Hi Gilles,

Wow, thanks - that was quick. I'm rebuilding now.

Cheers,
Ben


-----Original Message-----
From: users [mailto:users-boun...@open-mpi.org] On Behalf Of Gilles
Gouaillardet
Sent: Friday, 29 January 2016 1:54 PM
To: Open MPI Users <us...@open-mpi.org>
Subject: Re: [OMPI users] Any changes to rmaps in 1.10.2?

Ben,

here is a patch that does fix that

sorry for the inconvenience and thanks for your help in understanding 
this issue

Cheers,

Gilles

diff --git a/opal/mca/hwloc/base/hwloc_base_util.c 
b/opal/mca/hwloc/base/hwloc_base_util.c
index 237c6b0..a4fa193 100644
--- a/opal/mca/hwloc/base/hwloc_base_util.c
+++ b/opal/mca/hwloc/base/hwloc_base_util.c
@@ -492,8 +492,11 @@ static void df_search_cores(hwloc_obj_t obj, 
unsigned int *cnt)
              obj->userdata = (void*)data;
          }
          if (NULL == opal_hwloc_base_cpu_set) {
-            if (!hwloc_bitmap_isincluded(obj->cpuset, 
obj->allowed_cpuset)) {
-                /* do not count not allowed cores */
+            if (!hwloc_bitmap_intersects(obj->cpuset, 
obj->allowed_cpuset)) {
+                /*
+                 * do not count not allowed cores (e.g. cores with zero 
allowed PU)
+                 * if SMT is enabled, do count cores with at least one 
allowed hwthread
+                 */
                  return;
              }
              data->npus = 1;




On 1/29/2016 11:43 AM, Ben Menadue wrote:
> Yes, I'm able to reproduce it on a single node as well.
>
> Actually, even on just a single CPU (and -np 1) - won't let me launch
unless
> both threads of that core are in the cgroup.
>
>
> -----Original Message-----
> From: users [mailto:users-boun...@open-mpi.org] On Behalf Of Gilles
> Gouaillardet
> Sent: Friday, 29 January 2016 1:33 PM
> To: Open MPI Users <us...@open-mpi.org>
> Subject: Re: [OMPI users] Any changes to rmaps in 1.10.2?

OBJECTIVES ▸
1) In the Open MPI thread, which source file does the patch change?
2) Pick up the Open MPI thread right after its final line and write what comes next.
The records aren't needed for anything here.

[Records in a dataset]
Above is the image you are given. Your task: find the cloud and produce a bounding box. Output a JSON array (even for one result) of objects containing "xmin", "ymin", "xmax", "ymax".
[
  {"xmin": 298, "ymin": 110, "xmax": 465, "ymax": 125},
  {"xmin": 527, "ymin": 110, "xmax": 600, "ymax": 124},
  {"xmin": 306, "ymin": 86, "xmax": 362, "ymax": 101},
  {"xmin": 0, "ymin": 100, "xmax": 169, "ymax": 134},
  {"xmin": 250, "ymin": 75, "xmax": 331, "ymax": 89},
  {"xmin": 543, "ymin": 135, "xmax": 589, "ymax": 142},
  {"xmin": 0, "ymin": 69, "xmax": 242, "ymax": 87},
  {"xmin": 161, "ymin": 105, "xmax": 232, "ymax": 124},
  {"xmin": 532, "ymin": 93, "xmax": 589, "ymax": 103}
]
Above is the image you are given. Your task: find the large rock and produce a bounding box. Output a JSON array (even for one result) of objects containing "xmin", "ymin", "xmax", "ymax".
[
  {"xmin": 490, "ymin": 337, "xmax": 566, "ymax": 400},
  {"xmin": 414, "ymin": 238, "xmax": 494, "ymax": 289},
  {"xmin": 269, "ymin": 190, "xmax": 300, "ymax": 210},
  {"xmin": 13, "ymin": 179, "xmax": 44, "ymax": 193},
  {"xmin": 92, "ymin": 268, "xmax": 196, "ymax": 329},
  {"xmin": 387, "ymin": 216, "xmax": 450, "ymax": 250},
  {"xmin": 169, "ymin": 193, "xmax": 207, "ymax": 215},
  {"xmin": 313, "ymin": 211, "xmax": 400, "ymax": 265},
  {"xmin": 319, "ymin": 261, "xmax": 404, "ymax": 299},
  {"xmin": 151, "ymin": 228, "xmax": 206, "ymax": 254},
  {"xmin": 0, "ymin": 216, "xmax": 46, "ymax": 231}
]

EXPECTED ANSWERS ▸
1) opal/mca/hwloc/base/hwloc_base_util.c

2)
>
> I was able to reproduce the issue on one node with a cpuset manually set.
>
> fwiw, i cannot reproduce the issue using taskset instead of cpuset (!)
>
> Cheers,
>
> Gilles
>
> On 1/29/2016 11:08 AM, Ben Menadue wrote:
>> Hi Gilles, Ralph,
>>
>> Okay, it definitely seems to be due to the cpuset having only one of
>> the hyperthreads of each physical core:
>>
>>
>> [13:02:13 root@r60:4363542.r-man2] # echo 0-15 > cpuset.cpus
>>
>> 13:03 bjm900@r60 ~ > cat
>> /cgroup/cpuset/pbspro/4363542.r-man2/cpuset.cpus
>> 0-15
>>
>> 13:03 bjm900@r60 ~ > /apps/openmpi/1.10.2/bin/mpirun  hostname
>> ----------------------------------------------------------------------
>> ---- A request for multiple cpus-per-proc was given, but a directive
>> was also give to map to an object level that has less cpus than
>> requested ones:
>>
>>     #cpus-per-proc:  1
>>     number of cpus:  0
>>     map-by:          BYCORE:NOOVERSUBSCRIBE
>>
>> Please specify a mapping level that has more cpus, or else let us
>> define a default mapping that will allow multiple cpus-per-proc.
>> ----------------------------------------------------------------------
>> ----
>>
>> [13:03:43 root@r60:4363542.r-man2] # echo 0-31 > cpuset.cpus
>>
>> 13:03 bjm900@r60 ~ > cat
>> /cgroup/cpuset/pbspro/4363542.r-man2/cpuset.cpus
>> 0-31
>>
>> 13:04 bjm900@r60 ~ > /apps/openmpi/1.10.2/bin/mpirun  hostname
>> <...hostnames...>
>>
>>
>> Cheers,
>> Ben
>>
>>
>>
>> -----Original Message-----
>> From: users [mailto:users-boun...@open-mpi.org] On Behalf Of Ben
>> Menadue
>> Sent: Friday, 29 January 2016 1:01 PM
>> To: 'Open MPI Users' <us...@open-mpi.org>
>> Subject: Re: [OMPI users] Any changes to rmaps in 1.10.2?
>>
>> Hi Gilles,
>>
>>> with respect to PBS, are both OpenMPI built the same way ?
>>> e.g. configure --with-tm=/opt/pbs/default or something similar
>> Both are built against TM explicitly using the --with-tm option.
>>
>>> you ran run
>>> mpirun --mca plm_base_verbose 100 --mca ess_base_verbose 100 --mca
>> ras_base_verbose 100 hostname
>>> and you should see the "tm" module in the logs.
>> Yes, it appears to use TM from what I can see. Outputs from 1.10.0 and
>> 1.10.2 are attached from inside the same job - they look identical
>> (apart from the pids), except at the very end where 1.10.2 errors out
>> while 1.10.1 continues.
>>
>>> i noticed you run
>>> mpirun -np 2 ...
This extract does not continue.